## Text block
——
The structure of the present invention may be compared with print cartridge 102 shown in FIG. 1 c. Print cartridge 102 includes standpipe supports 125 b and 125 d that extend from standpipe walls 143 to the peripheral walls of snout region 112 of cartridge body 121. In print cartridge 102 stand pipe supports are lower in height than the top of standpipe 139 onto which filter 156 is mounted. Thus, as illustrated in FIG. 1 c, air gaps 110, generally, are formed between the top edge of the standpipe supports and capillary material 118 in the region of the intersection of standpipe supports 125 b and 125 d with standpipe walls 143, and air gaps 110 are also, generally, formed in the region of intersection with the peripheral walls of snout region 112. In FIGS. 1 b and 1 c the interface between the capillary material that is proximate to the air gaps is shown with a dashed line, whose dash length changes in certain regions solely for purposes of clarity. A gap between the capillary material and the support walls or compartment sidewalls that is greater than the nominal pore or cell size of the capillary material, allows air that finds a path into one free fluid compartment to continue to pass into an adjacent compartment.
——
(Object location annotation data)
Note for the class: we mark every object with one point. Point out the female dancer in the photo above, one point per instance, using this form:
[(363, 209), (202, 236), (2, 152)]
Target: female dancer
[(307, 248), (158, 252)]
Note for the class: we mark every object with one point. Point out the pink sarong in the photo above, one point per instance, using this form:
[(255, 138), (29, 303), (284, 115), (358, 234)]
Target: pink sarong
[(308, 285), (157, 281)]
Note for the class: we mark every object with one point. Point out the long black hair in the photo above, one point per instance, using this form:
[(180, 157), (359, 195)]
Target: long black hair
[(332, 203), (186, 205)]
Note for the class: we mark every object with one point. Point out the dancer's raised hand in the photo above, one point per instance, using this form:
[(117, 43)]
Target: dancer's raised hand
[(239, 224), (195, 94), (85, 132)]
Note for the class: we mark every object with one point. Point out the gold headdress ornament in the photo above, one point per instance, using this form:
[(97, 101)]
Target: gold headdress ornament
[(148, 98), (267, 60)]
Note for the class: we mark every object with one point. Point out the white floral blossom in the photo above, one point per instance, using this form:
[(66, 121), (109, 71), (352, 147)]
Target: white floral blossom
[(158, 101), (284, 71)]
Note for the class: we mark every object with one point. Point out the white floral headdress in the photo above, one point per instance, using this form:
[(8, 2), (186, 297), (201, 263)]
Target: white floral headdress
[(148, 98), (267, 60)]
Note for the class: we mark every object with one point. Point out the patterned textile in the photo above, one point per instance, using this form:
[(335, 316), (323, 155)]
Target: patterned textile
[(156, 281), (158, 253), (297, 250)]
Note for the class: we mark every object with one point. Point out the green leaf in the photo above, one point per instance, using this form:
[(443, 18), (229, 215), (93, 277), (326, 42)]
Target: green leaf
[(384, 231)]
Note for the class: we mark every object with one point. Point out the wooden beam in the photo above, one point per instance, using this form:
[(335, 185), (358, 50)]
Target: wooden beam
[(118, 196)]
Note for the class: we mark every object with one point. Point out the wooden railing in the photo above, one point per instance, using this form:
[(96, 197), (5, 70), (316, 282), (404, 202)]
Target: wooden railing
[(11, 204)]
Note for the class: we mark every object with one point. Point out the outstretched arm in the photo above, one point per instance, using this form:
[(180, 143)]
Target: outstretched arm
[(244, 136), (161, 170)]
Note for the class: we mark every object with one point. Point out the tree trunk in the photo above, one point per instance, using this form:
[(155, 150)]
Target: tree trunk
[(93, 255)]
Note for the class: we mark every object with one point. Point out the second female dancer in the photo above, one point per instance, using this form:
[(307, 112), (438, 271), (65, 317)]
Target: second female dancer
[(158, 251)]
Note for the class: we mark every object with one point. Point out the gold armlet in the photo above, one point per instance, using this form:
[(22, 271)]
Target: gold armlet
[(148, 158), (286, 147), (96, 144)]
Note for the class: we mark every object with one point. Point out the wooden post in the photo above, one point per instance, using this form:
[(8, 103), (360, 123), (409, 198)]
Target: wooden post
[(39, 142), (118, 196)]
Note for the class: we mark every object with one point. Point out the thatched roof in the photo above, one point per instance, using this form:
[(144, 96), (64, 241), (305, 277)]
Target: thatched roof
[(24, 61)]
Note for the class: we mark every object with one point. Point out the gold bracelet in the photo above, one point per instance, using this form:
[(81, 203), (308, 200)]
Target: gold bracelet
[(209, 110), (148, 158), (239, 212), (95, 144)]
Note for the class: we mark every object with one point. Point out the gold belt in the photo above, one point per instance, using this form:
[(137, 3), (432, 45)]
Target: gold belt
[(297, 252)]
——
## Work instructions
1. Using the print cartridge text, decide whether each statement agrees with it and answer yes or no, quoting the words that settle it: (a) In print cartridge 102, the standpipe supports are taller than the top of standpipe 139. (b) Standpipe supports 125 b and 125 d run from standpipe walls 143 to the peripheral walls of snout region 112. (c) The dash length of the dashed line changes to mark a different material.
2. Extend the print cartridge text, starting after its final sentence.
These records were drawn from a source separate from the print cartridge text.

## Task answers
1.
(a) No: "stand pipe supports are lower in height than the top of standpipe 139 onto which filter 156 is mounted"
(b) Yes: "extend from standpipe walls 143 to the peripheral walls of snout region 112 of cartridge body 121"
(c) No: "whose dash length changes in certain regions solely for purposes of clarity"

2.
As noted above and as shown in FIGS. 2 b-2 c, in the present invention the barrier between compartments is generated along compression edges 234, which form, in the capillary material due to the localized compression, a region of smaller-sized pores that have a bubble pressure greater than the backpressure in the fluid container. In the embodiment shown in FIGS. 2 a-e, the radius of curvature in the plane of free fluid compartment sidewalls 226 a, 226 b, and 226 c at the intersection with body sidewalls 222 d, 222 a, and 222 c respectively is essentially square having a radius of curvature less than 0.1 millimeters. Fluid container 200 shown in FIGS. 2 a-2 e further includes cap or lid 228 having an air vent tube or labyrinth (not shown) formed in the lid for supplying or replenishing air to the internal volume as fluid is removed from the container. Lid 228 may have various ribs or other structures formed on the internal portion to further provide compression of capillary material 218 against compression edges 234 of the free fluid compartment sidewalls. In this embodiment, capillary material 218 is generally referred to as polyurethane foam; however, in alternate embodiments, other materials such as bonded polyester fiber (BPF), bonded polypropylene or polyethylene fibers, nylon fibers, or rayon fibers also may be utilized to form capillary material 218. Any material having a surface energy higher than the liquid being stored may be utilized including surface modified materials.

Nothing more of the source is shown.